• **Study text**

BEGIN

Railway station in Hikone, Shiga Prefecture, Japan

Hikone-Serikawa Station (ひこね芹川駅, Hikone-Serikawa-eki) is a passenger railway station in located in the city of Hikone, Shiga Prefecture, Japan, operated by the private railway operator Ohmi Railway.

==Lines==
Hikone-Serikawa Station is served by the Ohmi Railway Main Line, and is located 7.0 rail kilometers from the terminus of the line at Maibara Station.

==Station layout==
The station consists of one side platform serving a single track. There is no station building, only a shelter on the platform. The station is unattended.

==Adjacent stations==

| « |  | Service | » |  |
Ohmi Railway Main Line
Rapid: Does not stop at this station
| Hikone |  | Local |  | Hikoneguchi |

==History==
The station opened on 8 March 2009 is the newest station of Ohmi Railway.

END

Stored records
BEGIN

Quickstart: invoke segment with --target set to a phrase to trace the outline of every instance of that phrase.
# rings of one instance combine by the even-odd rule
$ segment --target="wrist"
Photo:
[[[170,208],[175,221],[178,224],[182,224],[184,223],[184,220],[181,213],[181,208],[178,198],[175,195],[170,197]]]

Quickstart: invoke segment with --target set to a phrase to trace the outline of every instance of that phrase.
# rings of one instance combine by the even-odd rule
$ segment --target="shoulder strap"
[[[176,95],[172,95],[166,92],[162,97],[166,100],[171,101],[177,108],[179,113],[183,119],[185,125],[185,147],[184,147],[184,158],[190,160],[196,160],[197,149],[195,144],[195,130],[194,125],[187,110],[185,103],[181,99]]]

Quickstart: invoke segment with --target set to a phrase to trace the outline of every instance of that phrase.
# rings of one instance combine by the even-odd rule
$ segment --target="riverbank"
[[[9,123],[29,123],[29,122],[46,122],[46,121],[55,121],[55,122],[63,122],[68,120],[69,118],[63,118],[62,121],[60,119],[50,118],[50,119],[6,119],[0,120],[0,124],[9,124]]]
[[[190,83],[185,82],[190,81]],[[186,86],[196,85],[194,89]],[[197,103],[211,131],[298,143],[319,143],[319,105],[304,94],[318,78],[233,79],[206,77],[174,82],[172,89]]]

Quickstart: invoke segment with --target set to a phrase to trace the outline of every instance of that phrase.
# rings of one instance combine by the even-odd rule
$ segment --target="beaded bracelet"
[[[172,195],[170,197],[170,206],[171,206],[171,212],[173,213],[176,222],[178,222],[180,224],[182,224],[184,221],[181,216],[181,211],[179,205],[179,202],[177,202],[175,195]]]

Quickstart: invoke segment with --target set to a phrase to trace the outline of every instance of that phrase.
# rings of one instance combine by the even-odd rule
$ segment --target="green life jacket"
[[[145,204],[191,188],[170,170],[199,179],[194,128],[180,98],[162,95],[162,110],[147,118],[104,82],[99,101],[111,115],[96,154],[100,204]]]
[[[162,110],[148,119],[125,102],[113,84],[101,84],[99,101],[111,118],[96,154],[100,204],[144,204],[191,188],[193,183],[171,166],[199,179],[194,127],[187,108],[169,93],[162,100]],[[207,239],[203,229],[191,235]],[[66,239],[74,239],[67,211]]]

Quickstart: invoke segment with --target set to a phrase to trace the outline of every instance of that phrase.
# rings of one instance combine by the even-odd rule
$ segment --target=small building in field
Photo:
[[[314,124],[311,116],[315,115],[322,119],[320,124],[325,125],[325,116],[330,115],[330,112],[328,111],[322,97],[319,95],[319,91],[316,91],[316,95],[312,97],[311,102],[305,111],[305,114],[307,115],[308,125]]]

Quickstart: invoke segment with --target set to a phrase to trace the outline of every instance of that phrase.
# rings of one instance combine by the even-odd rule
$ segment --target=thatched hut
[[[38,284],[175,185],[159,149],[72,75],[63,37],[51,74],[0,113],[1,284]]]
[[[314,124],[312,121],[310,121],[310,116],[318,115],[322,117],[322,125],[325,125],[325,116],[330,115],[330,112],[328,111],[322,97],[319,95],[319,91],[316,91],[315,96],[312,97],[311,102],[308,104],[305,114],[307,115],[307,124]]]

END

• **Task set**
A: Translate this sentence from the Hikone-Serikawa Station text into Spanish: "The station consists of one side platform serving a single track."
B: Rewrite the part of the Hikone-Serikawa Station text that begins at the words "Railway station in Hikone, Shiga" and stops after "station is unattended.", putting "canopy" in place of "shelter".
You won't need the stored records for any of this work.

• **Expected outputs**
A: La estación consta de un andén lateral que da servicio a una sola vía.

B:
Railway station in Hikone, Shiga Prefecture, Japan

Hikone-Serikawa Station (ひこね芹川駅, Hikone-Serikawa-eki) is a passenger railway station in located in the city of Hikone, Shiga Prefecture, Japan, operated by the private railway operator Ohmi Railway.

==Lines==
Hikone-Serikawa Station is served by the Ohmi Railway Main Line, and is located 7.0 rail kilometers from the terminus of the line at Maibara Station.

==Station layout==
The station consists of one side platform serving a single track. There is no station building, only a canopy on the platform. The station is unattended.